Interesting, reminds me of similar work Anthropic did on Claude 3 Sonnet [0].

[0] https://transformer-circuits.pub/2024/scaling-monosemanticit...

longdog · 2 years ago

I feel the webpage strongly hints that sparse autoencoders were invented by OpenAI for this project.

Very weird that they don't cite this in their webpage and instead bury the source in their paper.

cosmojg · 2 years ago

Nahhh, that's the tried-and-true Apple approach to marketing, and OpenAI is well positioned to adopt it for themselves. They act like they invented transformers as much as Apple acts like they invented the smartphone.

Legend2440 · 2 years ago

The methods are the same, this is just OpenAI applying Anthropic's research to their own model.

colah3 · 2 years ago

I'm the research lead of Anthropic's interpretability team. I've seen some comments like this one, which I worry downplay the importance of @leogao et al's paper due to the similarity of ours. I think these comments are really undervaluing Gao et al's work.

It's not just that this is contemporaneous work (a project like this takes many months at the very least), but also that it introduces a number of novel contributions like TopK activations and new evaluations. It seems very possible that some of these innovations will be very important for this line of work going forward.

************

**TASK STATEMENT**. Please list every username shown before "· 2 years ago" in the forum thread above, in the order they appear.

**INFORMATION SUPPLIED**.
************

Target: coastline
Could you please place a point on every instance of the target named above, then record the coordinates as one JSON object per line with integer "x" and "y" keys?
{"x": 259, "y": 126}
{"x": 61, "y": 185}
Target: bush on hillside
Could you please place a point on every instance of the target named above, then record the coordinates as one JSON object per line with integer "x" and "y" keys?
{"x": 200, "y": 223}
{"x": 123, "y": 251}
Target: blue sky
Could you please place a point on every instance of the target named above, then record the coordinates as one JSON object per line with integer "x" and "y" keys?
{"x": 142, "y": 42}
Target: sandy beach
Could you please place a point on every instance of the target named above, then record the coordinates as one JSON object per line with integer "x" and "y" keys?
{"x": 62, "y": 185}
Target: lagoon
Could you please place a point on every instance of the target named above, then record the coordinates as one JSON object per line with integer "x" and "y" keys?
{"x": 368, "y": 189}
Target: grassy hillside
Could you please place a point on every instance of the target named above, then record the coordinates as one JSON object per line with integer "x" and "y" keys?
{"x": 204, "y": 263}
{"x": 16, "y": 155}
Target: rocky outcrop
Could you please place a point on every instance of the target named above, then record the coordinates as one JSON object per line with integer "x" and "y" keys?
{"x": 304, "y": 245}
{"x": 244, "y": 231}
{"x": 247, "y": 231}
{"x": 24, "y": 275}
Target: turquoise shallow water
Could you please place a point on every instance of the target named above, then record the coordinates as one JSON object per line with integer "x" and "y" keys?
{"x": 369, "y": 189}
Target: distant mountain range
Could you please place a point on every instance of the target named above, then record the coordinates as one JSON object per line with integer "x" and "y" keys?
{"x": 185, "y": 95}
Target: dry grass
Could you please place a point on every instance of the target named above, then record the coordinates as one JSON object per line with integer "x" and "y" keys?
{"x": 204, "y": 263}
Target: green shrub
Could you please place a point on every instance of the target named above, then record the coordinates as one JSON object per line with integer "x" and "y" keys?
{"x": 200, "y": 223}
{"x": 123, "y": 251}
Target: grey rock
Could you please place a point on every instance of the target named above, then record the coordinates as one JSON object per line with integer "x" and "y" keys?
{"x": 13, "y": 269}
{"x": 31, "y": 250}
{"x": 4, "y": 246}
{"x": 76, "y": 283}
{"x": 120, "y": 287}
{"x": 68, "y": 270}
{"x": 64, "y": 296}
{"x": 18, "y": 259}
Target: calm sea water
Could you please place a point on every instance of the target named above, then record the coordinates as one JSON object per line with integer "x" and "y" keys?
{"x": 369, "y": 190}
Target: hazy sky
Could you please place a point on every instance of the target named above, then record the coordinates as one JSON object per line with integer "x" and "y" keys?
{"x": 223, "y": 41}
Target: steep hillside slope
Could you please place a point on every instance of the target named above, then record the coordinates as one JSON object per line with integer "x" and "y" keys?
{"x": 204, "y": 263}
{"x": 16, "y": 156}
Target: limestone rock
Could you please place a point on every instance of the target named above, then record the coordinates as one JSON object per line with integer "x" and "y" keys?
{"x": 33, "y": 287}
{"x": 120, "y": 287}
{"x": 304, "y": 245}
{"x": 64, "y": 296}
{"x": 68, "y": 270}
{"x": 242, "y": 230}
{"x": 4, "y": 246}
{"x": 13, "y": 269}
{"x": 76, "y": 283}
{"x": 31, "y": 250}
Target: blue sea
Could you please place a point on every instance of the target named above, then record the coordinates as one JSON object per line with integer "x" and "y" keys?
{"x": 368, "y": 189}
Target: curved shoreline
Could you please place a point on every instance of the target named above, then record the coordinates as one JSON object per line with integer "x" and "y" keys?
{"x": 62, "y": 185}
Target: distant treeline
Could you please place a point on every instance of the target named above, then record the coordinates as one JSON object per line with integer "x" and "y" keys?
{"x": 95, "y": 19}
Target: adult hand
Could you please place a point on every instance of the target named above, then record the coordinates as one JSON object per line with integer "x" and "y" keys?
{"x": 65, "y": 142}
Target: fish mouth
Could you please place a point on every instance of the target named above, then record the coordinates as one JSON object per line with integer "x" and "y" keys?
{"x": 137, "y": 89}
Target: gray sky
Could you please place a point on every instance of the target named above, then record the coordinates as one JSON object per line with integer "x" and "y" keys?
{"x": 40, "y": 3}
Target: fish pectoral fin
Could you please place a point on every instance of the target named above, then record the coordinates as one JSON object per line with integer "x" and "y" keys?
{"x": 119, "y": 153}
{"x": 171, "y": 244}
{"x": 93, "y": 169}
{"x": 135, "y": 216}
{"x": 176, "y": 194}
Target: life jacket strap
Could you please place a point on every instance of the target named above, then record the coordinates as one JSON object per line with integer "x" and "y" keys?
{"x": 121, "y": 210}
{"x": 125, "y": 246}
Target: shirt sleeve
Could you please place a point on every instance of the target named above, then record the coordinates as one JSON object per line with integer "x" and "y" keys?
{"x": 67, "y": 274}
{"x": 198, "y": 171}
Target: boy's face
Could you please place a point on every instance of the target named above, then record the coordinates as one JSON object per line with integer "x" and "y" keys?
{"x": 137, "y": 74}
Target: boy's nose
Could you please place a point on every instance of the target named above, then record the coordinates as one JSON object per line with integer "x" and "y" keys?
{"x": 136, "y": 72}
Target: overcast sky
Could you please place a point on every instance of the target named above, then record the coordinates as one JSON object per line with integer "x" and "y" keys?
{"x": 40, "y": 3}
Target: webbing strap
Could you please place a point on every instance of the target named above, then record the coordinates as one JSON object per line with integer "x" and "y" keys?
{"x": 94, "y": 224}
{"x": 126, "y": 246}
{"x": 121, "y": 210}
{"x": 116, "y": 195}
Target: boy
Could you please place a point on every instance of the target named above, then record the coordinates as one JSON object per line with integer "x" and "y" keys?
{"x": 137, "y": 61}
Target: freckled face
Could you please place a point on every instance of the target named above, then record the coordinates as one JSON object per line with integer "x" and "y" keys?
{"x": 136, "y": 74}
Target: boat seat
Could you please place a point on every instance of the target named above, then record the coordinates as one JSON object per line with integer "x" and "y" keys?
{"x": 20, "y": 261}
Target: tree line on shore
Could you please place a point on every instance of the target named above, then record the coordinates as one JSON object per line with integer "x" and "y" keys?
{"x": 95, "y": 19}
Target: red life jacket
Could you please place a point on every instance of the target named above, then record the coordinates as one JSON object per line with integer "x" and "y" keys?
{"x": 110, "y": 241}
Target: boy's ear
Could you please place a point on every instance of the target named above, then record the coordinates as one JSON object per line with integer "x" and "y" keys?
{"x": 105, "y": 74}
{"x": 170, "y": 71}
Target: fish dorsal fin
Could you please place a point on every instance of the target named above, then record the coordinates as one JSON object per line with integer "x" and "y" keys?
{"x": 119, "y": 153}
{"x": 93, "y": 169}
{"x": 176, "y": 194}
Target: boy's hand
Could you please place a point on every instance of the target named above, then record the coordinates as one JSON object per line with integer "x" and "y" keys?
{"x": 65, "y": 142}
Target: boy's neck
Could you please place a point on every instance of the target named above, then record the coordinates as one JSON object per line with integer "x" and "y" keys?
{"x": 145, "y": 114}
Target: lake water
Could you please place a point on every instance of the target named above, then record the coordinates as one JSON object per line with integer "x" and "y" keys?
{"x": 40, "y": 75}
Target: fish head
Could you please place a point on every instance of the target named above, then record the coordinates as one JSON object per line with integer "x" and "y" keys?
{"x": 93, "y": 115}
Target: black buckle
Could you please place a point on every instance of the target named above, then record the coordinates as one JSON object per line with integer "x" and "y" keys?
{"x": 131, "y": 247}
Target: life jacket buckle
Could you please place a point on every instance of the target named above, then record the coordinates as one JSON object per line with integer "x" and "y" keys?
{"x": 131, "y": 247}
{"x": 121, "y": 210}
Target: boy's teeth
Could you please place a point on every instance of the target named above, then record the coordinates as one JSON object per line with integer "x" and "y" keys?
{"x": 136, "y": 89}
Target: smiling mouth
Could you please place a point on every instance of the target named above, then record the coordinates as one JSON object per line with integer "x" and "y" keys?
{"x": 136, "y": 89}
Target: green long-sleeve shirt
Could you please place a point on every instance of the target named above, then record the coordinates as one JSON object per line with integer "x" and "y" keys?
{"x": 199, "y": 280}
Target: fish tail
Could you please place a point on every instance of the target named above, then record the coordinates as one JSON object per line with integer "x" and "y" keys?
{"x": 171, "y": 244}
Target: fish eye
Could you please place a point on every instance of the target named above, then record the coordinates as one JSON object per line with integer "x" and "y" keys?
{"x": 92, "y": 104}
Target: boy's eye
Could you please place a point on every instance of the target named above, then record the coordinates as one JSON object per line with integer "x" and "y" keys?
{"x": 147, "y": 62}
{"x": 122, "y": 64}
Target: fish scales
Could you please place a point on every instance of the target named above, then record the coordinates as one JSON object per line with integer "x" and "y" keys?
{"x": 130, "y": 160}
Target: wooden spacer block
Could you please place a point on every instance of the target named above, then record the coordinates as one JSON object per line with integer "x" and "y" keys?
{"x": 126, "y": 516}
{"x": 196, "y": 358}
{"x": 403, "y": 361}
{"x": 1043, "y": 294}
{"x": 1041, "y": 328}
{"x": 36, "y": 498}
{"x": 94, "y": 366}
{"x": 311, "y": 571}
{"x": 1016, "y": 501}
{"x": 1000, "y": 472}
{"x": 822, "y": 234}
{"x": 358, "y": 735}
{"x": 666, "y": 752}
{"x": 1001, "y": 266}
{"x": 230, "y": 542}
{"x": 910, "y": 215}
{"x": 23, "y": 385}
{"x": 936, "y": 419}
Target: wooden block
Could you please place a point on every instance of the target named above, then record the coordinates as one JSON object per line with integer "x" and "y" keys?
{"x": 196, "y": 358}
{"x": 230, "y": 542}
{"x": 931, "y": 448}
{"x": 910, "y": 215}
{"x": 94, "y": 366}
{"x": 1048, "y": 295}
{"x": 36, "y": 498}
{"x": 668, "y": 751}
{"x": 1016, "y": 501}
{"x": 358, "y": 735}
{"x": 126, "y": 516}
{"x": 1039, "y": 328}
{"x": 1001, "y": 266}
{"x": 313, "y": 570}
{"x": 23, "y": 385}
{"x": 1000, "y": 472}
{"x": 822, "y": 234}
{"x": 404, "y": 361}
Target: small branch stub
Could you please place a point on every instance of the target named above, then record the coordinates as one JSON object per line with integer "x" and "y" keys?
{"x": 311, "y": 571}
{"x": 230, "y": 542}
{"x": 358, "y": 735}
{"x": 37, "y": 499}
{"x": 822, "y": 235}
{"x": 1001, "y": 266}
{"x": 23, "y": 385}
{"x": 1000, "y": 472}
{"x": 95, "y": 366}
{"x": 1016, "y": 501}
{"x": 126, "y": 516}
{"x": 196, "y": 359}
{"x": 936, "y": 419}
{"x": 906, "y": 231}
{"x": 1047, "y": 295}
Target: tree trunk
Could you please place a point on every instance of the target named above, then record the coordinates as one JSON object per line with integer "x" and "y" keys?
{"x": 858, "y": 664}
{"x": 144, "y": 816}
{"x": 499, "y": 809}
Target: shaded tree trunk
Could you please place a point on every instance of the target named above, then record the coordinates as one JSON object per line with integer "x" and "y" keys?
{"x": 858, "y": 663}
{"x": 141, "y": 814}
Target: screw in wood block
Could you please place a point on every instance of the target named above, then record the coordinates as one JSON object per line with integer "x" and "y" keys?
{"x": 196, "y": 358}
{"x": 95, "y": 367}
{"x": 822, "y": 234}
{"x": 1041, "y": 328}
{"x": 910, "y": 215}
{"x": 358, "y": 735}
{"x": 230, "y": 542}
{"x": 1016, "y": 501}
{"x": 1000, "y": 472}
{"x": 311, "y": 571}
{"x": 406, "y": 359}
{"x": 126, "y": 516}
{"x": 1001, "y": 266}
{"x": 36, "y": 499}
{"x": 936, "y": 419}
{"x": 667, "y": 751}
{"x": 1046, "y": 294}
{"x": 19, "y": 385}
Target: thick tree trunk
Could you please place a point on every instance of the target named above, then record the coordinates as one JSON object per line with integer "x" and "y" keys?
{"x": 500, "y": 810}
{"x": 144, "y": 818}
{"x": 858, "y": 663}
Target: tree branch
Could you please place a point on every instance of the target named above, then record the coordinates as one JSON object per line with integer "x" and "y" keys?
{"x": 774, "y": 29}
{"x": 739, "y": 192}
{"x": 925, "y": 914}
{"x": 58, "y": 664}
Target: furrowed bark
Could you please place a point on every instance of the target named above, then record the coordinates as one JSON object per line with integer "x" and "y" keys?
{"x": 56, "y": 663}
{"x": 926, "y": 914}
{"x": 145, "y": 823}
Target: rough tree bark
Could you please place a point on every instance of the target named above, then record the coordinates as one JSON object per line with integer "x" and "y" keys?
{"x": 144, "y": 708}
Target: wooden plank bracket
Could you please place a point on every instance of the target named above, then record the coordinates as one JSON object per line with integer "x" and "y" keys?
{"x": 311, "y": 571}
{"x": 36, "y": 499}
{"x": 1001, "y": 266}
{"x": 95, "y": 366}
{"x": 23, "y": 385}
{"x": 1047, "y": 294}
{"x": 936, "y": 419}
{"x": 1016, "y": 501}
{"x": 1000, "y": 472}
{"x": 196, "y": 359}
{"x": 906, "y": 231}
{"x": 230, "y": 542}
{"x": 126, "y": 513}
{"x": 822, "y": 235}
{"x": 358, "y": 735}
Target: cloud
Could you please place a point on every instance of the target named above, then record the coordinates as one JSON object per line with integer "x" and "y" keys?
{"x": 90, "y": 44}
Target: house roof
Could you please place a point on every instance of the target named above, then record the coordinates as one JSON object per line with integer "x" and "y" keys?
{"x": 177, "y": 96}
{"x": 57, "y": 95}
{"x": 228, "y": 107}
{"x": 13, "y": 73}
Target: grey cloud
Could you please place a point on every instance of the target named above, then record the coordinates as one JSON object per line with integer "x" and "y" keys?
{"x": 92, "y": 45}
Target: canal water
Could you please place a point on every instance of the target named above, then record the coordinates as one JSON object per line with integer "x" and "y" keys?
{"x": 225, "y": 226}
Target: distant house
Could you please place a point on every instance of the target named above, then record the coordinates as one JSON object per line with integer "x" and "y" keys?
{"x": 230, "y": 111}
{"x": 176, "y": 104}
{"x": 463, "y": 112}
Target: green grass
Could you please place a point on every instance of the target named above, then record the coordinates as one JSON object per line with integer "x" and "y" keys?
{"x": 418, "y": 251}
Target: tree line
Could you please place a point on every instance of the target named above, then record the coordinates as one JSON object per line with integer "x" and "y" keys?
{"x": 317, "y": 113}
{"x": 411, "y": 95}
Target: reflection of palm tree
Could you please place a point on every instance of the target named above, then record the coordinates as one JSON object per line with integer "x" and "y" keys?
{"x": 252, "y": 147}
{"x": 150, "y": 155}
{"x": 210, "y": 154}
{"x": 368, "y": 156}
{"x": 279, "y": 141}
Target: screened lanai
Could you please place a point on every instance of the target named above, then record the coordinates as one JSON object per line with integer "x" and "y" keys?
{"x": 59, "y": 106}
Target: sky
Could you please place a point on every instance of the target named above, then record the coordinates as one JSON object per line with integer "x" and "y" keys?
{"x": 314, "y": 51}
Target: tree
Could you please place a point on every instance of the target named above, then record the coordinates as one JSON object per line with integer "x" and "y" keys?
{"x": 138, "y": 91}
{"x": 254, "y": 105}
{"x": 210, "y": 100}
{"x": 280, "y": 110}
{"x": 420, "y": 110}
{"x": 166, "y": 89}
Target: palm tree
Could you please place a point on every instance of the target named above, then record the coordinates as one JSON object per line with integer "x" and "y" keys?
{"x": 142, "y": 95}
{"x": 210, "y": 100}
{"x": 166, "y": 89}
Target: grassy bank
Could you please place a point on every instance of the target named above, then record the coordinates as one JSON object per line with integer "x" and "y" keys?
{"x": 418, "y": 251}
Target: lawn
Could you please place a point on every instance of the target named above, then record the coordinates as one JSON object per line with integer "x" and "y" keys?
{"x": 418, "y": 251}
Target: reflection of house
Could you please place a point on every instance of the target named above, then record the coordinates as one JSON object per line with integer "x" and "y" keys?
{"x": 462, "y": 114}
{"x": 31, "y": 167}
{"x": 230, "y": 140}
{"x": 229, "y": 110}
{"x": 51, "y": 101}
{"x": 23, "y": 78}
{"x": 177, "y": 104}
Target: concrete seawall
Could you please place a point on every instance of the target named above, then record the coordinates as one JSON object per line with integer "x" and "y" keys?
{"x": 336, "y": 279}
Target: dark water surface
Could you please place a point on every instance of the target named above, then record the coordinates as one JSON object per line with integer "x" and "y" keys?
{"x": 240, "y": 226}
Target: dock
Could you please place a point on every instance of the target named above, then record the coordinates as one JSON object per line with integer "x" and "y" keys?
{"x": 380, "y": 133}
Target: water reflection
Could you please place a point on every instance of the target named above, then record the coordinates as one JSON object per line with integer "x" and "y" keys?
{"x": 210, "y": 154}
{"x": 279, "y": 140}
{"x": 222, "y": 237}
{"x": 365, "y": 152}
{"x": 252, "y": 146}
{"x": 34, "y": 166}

************

**YOUR SOLUTION**. longdog, cosmojg, Legend2440, colah3